# [To do]
1. Edit the forum thread about the slow date-range join by reproducing it starting at "Look at the" and ending at "tables are tiny.", with "tiny" replaced by "small".
2. Carry on the forum thread about the slow date-range join, starting right after its last line.

November 12, 2015 at 1:10 pm
JOIN on date range is very slow..
Look at the bottom where it's using ">=" and "<="
FATCA_STG.S_CLIENT_ACCOUNT_ASSOCIATION_SHARED
and
FATCA_STG.S_CLIENT_SHARED CLIENT_SHARED
tables have about 80,000,000 records
Other tables are tiny.
SELECT ASSOCIATION.SOURCE_CODE, ASSOCIATION.CUSTOMER_NUMBER
--INTO #COMMON_I_SS_ARRANGEMENT_LOCATION_ADDR_IDS_CURRENT_VALID_ARRANGEMENT
FROM (SELECT MAX(DATA_SET.BUS_PROC_DATE) AS BUS_PROC_DATE FROM [FATCA_TDS].[I_DATA_SET] DATA_SET
WHERE [IS_ANNUAL]='Y' AND DATA_SET.BUS_PROC_DATE <= '2015-11-02')
LAST_ANNUAL
JOIN (SELECT ENUM_REF.MNEMONIC FROM [FATCA_STG].[R_SOURCE_SYSTEM_DEFAULT] SYSTEM_DEFAULT
JOIN FATCA_STG.R_ENUM_REF ENUM_REF ON ( ENUM_REF.SET_NAME = 'LEGAL ENTITY'
AND SYSTEM_DEFAULT.SET_NAME = 'ACCT-LGL-ENT' AND ENUM_REF.CODE = SYSTEM_DEFAULT.[STR_VALUE] )
WHERE SYSTEM_DEFAULT.SOURCE_CODE='IDS')
IDS_LGL_ENT ON (1=1)
join FATCA_STG.S_CLIENT_SHARED CLIENT_SHARED
on ( CLIENT_SHARED.SOURCE_CODE = 'IDS'
AND CLIENT_SHARED.BUS_PROC_DT >= LAST_ANNUAL.BUS_PROC_DATE AND CLIENT_SHARED.BUS_PROC_DT<='2015-11-02'
)
JOIN
FATCA_STG.S_CLIENT_ACCOUNT_ASSOCIATION_SHARED ASSOCIATION
on ( ASSOCIATION.SOURCE_CODE = CLIENT_SHARED.SOURCE_CODE
AND ASSOCIATION.CUSTOMER_NUMBER = CLIENT_SHARED.CUSTOMER_NUMBER
AND ASSOCIATION.BUS_PROC_DT >= LAST_ANNUAL.BUS_PROC_DATE
AND ASSOCIATION.BUS_PROC_DT <= '2015-11-02'
)
November 12, 2015 at 1:29 pm
ON (1=1)
makes the join a cross-join
Got an index on the date column? Otherwise you'll get a table scan, I think. Check the exec plan
Gerald Britton, Pluralsight courses
November 12, 2015 at 1:41 pm
You might be a victim of triangular joins. http://www.sqlservercentral.com/articles/T-SQL/61539/
Can you post the information needed as explained in this article: http://www.sqlservercentral.com/articles/SQLServerCentral/66909/
November 12, 2015 at 5:06 pm
Gerald. Thanks for your reply.

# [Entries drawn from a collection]
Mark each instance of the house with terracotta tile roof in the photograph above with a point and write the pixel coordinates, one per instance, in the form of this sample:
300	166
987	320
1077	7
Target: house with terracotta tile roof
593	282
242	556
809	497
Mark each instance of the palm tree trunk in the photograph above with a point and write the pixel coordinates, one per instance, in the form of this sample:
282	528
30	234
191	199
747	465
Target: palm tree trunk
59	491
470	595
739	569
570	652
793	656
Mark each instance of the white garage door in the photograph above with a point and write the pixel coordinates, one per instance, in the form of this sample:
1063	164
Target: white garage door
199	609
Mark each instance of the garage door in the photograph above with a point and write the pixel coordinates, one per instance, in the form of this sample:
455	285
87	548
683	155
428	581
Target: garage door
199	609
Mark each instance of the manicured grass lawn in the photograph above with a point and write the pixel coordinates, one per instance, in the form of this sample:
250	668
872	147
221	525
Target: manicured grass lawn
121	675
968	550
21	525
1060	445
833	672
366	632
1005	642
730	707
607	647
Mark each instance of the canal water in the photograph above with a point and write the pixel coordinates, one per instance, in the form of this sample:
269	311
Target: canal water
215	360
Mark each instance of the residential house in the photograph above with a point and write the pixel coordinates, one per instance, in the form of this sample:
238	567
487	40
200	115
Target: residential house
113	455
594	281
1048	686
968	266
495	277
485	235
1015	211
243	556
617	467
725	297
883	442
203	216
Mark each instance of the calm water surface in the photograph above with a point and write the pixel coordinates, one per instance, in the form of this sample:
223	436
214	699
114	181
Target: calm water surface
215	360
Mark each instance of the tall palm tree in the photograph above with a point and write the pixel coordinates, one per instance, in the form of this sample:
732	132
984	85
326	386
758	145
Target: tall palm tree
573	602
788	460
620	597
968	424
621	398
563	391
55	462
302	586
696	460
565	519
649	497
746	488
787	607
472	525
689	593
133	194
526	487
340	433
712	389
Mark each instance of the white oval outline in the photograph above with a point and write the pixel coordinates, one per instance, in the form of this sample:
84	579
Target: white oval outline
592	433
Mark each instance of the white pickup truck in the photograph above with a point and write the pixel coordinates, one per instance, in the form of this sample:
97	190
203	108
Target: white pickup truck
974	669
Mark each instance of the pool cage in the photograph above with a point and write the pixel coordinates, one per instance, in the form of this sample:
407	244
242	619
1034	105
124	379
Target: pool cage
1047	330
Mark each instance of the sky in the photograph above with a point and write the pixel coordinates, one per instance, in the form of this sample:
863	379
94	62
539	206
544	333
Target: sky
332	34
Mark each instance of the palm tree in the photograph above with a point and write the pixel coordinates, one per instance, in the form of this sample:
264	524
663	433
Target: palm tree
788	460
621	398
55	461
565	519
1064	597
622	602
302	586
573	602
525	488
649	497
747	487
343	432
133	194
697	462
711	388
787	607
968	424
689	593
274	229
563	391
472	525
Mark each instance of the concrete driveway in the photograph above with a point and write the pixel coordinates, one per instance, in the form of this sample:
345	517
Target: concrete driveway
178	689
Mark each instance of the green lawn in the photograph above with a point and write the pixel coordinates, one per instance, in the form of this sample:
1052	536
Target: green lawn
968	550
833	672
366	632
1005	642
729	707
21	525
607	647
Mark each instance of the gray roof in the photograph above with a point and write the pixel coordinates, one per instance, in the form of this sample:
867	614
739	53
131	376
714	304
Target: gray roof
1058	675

# [Task-by-task results]
1.
Look at the bottom where it's using ">=" and "<="
FATCA_STG.S_CLIENT_ACCOUNT_ASSOCIATION_SHARED
and
FATCA_STG.S_CLIENT_SHARED CLIENT_SHARED
tables have about 80,000,000 records
Other tables are small.

2.
FATCA_STG.S_CLIENT_ACCOUNT_ASSOCIATION_SHARED indexes:
------------------------------------------------------------------
SOURCE_CODE, BUS_PROC_DT, ACCOUNT_IDENTIFIER
SOURCE_CODE, BUS_PROC_DT, CUSTOMER_NUMBER
BUS_PROC_DT
FATCA_STG.S_CLIENT_SHARED indexes:
------------------------------------------------------------------
SOURCE_CODE, BUS_PROC_DT, CUSTOMER_NUMBER
ID
At the beginning that (1=1) drew my attention as well
but query slows down only when you
JOIN
FATCA_STG.S_CLIENT_ACCOUNT_ASSOCIATION_SHARED
Without this join it run 1 sec.
November 12, 2015 at 5:16 pm
Luis,
I attached Execution Plan.
The rest I covered already.
S_CLIENT_SHARED
S_CLIENT_ACCOUNT_ASSOCIATION_SHARED
have 80 million records.
Other tables are very small.
Without JOIN with S_CLIENT_ACCOUNT_ASSOCIATION_SHARED
sql runs 1 second.
With this JOIN it takes 20 seconds
November 12, 2015 at 5:33 pm
Folks,
I just discovered an interesting thing.
The original query uses DISTINCT.
SELECT DISTINCT
ASSOCIATION.SOURCE_CODE, ASSOCIATION.CUSTOMER_NUMBER
. . . . . . .
Without DISTINCT
it returns 1.8 billion records !!
With DISTINCT - it returns 236,000 rows.
I have to mention. This is not my code.
I was assigned to support this ETL application.
But the more I look at the code the more I hate it.
Recursive stored procedures ,
nested Cursors inside of which SQL is being built dynamically . . . yak
You can't even understand which SQL is being executed...
November 12, 2015 at 5:53 pm
Original query:
SELECT DISTINCT
ACCOUNT_SHARED.SOURCE_CODE
,ACCOUNT_SHARED.ACCOUNT_IDENTIFIER
INTO #COMMON_I_SS_ARRANGEMENT_LOCATION_ADDR_IDS_CURRENT_VALID_ARRANGEMENT
FROM
(SELECT MAX(DATA_SET.BUS_PROC_DATE) AS BUS_PROC_DATE
FROM [FATCA_TDS].[I_DATA_SET] DATA_SET WHERE [IS_ANNUAL]='Y'
AND DATA_SET.BUS_PROC_DATE <= <P_BUS_PROC_DT>)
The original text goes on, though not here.